═════ DATA

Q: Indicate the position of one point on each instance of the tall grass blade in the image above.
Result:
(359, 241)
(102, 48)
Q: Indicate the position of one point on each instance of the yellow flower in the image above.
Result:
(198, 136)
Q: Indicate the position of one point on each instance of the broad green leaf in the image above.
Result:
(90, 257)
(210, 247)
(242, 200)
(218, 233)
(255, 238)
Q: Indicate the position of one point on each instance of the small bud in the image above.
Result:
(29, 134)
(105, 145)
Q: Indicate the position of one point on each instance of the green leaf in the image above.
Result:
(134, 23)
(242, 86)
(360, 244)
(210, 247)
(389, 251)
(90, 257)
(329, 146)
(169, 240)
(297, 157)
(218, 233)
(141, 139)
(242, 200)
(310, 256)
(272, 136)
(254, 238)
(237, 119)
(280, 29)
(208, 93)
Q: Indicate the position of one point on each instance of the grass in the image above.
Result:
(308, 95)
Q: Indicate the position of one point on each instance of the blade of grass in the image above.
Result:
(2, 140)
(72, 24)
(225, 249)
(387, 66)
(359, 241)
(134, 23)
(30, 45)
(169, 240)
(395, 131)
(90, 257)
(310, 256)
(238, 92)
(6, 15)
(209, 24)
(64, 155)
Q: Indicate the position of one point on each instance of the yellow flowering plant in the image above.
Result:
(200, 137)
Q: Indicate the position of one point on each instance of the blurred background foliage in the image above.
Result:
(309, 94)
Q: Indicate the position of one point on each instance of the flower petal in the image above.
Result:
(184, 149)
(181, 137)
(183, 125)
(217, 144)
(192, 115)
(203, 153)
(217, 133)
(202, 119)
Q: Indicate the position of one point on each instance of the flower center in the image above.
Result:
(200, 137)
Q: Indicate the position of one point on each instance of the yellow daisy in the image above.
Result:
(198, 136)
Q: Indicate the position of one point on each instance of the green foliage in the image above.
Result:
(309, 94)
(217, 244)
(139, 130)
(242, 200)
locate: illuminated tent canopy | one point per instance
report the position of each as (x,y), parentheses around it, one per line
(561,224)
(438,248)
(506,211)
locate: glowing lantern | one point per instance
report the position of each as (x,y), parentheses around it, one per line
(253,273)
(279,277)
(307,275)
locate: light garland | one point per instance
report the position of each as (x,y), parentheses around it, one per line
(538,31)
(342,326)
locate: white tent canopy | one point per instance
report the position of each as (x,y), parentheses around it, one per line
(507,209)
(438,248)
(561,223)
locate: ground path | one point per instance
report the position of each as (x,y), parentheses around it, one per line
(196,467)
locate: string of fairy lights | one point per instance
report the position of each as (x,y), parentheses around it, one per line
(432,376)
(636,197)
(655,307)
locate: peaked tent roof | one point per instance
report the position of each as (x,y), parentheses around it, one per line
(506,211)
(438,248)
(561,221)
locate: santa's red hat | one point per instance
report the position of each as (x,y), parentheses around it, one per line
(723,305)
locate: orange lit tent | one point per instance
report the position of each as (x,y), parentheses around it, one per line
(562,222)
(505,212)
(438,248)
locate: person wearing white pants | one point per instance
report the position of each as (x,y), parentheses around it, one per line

══════════

*TASK PROMPT*: The entries above hold the needed span. Transcribe exactly the lines from the one with "plant in the image above." to the one with "locate: person wearing", both included.

*RESPONSE*:
Q: Indicate the position of one point on each instance of the yellow flowering plant in the image above.
Result:
(200, 137)
Q: Indicate the position of one point on each instance of the blurred background foliage in the image above.
Result:
(309, 94)
Q: Indicate the position of one point on each instance of the flower petal in the image above.
Result:
(184, 149)
(181, 137)
(183, 125)
(217, 144)
(192, 115)
(203, 153)
(217, 133)
(202, 119)
Q: Indicate the position of one point on each instance of the flower center in the image above.
Result:
(200, 137)
Q: Indicate the position of one point on each instance of the yellow daisy in the image above.
Result:
(198, 136)
Q: Indicate the position of one point on each instance of the green foliage in the image above.
Result:
(309, 94)
(217, 244)
(139, 130)
(242, 200)
locate: illuminated tent canopy | one point per instance
report the position of each as (x,y), parentheses around it, one per line
(561,224)
(438,248)
(506,211)
locate: glowing lantern | one point per instance
report the position of each as (x,y), parentheses around it, one per line
(253,273)
(279,277)
(307,275)
locate: light garland | one point per instance
report the position of each as (x,y), parentheses around it, one per line
(538,31)
(342,326)
locate: white tent canopy | one point per instance
report the position of each as (x,y), parentheses around it, one per line
(507,209)
(438,248)
(561,223)
locate: ground path | one point per instance
report the position of each as (x,y), parentheses around it, one per line
(196,467)
locate: string of fairy lights | one point per instance
report the position of each as (x,y), parentheses around it, one per line
(432,376)
(636,197)
(655,307)
locate: peaked tent roof | one point per instance
report the position of each as (x,y), parentheses around it, one per line
(506,211)
(438,248)
(561,221)
locate: santa's red hat | one point per instance
report the position of each as (x,y), parentheses around it, one per line
(723,305)
locate: orange lit tent | one point per instance
report the position of each as (x,y), parentheses around it, one per line
(562,222)
(505,212)
(438,248)
locate: person wearing white pants | one point per instance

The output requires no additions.